### Assignment
Collect from the data below each line with "instance".

### Raw data
--------

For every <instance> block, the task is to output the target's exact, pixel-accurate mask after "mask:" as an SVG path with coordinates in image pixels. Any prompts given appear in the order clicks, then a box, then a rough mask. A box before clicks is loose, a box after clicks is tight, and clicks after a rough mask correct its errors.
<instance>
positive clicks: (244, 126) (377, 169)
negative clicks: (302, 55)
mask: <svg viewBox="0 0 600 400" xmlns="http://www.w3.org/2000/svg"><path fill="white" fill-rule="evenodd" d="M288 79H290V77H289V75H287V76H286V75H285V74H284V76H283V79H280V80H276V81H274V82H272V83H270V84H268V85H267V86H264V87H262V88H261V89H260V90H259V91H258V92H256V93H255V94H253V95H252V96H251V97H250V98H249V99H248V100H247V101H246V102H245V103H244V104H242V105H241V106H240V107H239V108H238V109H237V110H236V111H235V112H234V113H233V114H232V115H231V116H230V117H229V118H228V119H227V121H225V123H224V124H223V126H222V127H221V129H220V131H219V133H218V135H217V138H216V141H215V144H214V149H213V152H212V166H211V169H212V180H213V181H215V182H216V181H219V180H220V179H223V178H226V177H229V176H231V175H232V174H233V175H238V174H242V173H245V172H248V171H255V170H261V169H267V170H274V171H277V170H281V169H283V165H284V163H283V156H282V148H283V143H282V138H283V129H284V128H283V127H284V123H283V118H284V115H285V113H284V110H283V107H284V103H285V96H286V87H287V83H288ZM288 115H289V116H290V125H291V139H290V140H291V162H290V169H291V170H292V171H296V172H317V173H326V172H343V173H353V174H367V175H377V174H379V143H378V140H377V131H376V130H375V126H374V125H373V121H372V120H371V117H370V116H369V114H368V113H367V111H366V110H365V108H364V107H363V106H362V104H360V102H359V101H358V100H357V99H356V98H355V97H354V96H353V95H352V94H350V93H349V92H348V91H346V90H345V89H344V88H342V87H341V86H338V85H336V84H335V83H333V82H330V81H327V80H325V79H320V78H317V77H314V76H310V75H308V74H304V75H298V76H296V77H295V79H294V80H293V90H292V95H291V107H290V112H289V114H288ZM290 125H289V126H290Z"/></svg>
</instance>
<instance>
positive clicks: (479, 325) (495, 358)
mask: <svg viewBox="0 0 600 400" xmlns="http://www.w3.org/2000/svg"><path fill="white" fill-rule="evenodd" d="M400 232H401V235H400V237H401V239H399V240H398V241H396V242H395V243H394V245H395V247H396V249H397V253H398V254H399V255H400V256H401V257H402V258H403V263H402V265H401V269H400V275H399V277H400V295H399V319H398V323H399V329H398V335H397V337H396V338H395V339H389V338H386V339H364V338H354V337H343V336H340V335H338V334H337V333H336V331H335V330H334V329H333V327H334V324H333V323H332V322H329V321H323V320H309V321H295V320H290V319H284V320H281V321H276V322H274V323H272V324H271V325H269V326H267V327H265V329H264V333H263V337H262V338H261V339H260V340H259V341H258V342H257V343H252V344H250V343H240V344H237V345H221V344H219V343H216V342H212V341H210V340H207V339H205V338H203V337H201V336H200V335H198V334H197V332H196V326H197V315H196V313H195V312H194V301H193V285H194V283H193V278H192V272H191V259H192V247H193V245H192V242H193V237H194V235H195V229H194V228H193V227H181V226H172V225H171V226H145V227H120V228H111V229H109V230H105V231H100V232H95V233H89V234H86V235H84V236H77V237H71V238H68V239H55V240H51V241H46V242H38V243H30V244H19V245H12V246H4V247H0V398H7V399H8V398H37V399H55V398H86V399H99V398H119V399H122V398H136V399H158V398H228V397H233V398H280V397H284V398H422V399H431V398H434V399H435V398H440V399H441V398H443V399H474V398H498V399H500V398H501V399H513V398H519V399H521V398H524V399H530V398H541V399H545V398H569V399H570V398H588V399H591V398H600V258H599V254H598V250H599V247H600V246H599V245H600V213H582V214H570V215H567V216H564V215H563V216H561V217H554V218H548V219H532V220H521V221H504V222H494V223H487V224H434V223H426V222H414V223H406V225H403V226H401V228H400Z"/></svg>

--------

### Answer area
For every <instance> block, the task is to output the target's exact, pixel-accurate mask after "mask:" as an SVG path with coordinates in image pixels. Any prompts given appear in the order clicks, then a box, then a rough mask. A box before clicks is loose, a box after clicks is tight, and clicks after a rough mask correct its errors.
<instance>
</instance>
<instance>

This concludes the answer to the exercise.